__Estratto del documento__
Nella quarta di copertina del tuo libro si legge “Ogni famiglia è famiglia a suo modo”. Eppure, per la legge italiana, non tutte le famiglie sono davvero tali. E se poi oltre al razzismo istituzionale, ci si mette pure l’omofobia istituzionale (vedi una delle ultime battute del premier: “Mi hanno detto di tutto, manca solo che mi dicano che sono gay…”), di strada da fare sembra essercene ancora parecchia. Tra le testimonianze di famiglie omogenitoriali che hai raccolto, quali sono gli aspetti a tuo avviso più interessanti per capire come stanno cambiando nel tempo e nei luoghi i modelli e gli assetti familiari?

__Informazioni__

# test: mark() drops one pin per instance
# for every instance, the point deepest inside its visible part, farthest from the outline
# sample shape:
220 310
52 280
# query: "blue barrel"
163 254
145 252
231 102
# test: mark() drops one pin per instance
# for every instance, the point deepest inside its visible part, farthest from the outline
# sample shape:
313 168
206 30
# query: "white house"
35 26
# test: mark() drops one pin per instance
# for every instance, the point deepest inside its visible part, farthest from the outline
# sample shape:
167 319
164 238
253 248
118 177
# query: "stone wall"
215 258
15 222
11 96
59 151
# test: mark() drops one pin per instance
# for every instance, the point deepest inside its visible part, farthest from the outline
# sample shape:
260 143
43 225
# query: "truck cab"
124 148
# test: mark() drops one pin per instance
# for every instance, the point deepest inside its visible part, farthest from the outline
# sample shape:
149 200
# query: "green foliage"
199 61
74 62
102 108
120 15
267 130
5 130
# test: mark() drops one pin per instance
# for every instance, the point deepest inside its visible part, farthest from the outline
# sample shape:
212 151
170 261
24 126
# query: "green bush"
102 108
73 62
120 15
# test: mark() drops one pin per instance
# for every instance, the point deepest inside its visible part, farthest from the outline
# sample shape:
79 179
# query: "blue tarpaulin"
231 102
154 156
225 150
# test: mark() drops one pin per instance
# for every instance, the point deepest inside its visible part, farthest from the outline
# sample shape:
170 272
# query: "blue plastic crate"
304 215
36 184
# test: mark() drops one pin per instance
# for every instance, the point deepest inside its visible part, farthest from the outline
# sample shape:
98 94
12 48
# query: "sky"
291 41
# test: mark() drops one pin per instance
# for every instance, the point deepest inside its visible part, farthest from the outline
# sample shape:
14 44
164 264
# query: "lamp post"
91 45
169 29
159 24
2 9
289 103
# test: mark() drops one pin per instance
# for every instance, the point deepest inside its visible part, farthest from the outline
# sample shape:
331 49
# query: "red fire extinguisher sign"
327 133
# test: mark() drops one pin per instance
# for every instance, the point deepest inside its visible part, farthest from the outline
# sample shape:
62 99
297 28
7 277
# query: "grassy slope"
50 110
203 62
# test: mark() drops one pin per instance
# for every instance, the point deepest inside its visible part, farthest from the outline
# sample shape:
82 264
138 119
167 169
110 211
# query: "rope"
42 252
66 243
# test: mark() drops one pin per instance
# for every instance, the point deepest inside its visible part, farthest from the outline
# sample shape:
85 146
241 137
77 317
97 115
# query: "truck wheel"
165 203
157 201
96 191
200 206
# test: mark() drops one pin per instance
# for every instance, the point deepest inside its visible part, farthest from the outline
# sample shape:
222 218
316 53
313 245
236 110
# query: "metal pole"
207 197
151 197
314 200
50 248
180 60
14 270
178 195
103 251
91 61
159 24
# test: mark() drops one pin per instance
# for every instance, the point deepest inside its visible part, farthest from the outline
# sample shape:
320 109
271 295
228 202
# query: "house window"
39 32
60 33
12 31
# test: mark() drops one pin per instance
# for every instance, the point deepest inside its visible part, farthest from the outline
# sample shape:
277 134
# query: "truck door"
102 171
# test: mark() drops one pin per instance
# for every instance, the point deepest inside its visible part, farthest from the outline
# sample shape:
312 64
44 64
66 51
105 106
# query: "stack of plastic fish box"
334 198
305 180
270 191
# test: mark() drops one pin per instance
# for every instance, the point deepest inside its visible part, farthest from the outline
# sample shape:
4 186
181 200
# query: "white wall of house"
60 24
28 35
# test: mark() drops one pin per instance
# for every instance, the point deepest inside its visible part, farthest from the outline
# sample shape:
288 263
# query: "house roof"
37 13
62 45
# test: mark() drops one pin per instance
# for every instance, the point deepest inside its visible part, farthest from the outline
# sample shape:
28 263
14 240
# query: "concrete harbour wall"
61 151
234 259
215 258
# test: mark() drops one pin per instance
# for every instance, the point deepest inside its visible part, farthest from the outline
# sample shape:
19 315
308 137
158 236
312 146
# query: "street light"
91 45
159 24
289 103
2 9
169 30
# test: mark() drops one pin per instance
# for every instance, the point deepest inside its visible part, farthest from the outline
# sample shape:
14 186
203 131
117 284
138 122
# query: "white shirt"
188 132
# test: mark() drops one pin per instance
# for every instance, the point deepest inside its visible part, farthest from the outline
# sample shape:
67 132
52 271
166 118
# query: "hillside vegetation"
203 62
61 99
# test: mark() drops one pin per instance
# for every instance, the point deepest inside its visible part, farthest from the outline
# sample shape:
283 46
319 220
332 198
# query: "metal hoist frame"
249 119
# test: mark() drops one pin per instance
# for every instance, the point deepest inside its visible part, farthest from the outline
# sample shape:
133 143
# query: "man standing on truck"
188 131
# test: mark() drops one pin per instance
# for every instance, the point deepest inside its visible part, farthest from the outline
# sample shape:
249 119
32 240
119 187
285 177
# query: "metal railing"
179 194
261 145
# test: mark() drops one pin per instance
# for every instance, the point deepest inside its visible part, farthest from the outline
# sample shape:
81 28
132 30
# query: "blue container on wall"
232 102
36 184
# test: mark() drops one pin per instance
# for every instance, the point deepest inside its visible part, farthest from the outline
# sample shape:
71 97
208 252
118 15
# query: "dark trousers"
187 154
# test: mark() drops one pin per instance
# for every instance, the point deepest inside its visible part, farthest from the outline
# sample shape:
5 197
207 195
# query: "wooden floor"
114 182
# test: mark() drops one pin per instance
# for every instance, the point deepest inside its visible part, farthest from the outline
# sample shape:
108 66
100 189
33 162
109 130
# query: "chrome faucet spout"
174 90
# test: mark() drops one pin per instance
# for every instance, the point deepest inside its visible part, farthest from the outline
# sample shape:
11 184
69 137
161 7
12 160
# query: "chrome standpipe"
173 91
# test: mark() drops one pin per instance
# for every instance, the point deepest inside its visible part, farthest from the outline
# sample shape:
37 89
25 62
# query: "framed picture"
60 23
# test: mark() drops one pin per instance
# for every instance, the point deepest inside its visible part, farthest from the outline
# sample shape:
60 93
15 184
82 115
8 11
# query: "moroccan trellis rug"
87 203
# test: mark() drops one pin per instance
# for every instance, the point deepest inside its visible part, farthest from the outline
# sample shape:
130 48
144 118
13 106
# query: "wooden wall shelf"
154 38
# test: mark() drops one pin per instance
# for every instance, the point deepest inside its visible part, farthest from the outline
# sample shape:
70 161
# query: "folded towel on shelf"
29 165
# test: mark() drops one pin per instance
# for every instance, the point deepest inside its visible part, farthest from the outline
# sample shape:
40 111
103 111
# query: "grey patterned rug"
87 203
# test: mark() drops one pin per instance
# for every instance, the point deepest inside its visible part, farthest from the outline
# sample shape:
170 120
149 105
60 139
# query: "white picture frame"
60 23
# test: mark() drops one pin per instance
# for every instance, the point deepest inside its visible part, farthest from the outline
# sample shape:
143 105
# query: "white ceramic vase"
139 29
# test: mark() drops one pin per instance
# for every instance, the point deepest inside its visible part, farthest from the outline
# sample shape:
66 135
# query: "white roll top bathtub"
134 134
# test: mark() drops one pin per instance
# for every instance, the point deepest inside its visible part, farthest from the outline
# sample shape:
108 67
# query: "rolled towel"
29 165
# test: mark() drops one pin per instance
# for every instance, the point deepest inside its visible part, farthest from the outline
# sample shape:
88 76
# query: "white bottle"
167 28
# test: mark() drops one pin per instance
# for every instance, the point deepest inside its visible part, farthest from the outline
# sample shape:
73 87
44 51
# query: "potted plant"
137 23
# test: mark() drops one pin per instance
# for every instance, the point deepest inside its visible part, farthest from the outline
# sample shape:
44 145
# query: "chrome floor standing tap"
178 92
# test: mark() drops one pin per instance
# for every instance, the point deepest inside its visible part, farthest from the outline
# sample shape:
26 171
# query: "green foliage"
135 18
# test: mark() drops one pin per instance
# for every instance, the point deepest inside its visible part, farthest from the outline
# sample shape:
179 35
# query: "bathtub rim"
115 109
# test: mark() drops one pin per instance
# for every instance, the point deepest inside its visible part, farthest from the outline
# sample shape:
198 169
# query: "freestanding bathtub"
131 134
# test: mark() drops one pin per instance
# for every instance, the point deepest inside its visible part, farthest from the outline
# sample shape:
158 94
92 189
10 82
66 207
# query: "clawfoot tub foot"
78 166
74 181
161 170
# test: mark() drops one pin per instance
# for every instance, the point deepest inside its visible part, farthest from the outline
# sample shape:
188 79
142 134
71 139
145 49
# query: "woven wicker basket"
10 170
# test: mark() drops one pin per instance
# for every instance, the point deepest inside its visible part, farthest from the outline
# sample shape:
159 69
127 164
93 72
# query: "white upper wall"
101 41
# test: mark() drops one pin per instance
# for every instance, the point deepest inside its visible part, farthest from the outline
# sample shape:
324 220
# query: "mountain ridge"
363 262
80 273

__Compito__
Elenca nell'ordine ogni occorrenza, nell'estratto del documento, della parola "famiglia" o di una sua forma (plurale o aggettivo), riportando le parole vicine.

__Risposta__
- "famiglia" in "Ogni famiglia"
- "famiglia" in "è famiglia a suo modo"
- "famiglie" in "non tutte le famiglie"
- "famiglie" in "famiglie omogenitoriali"
- "familiari" in "assetti familiari"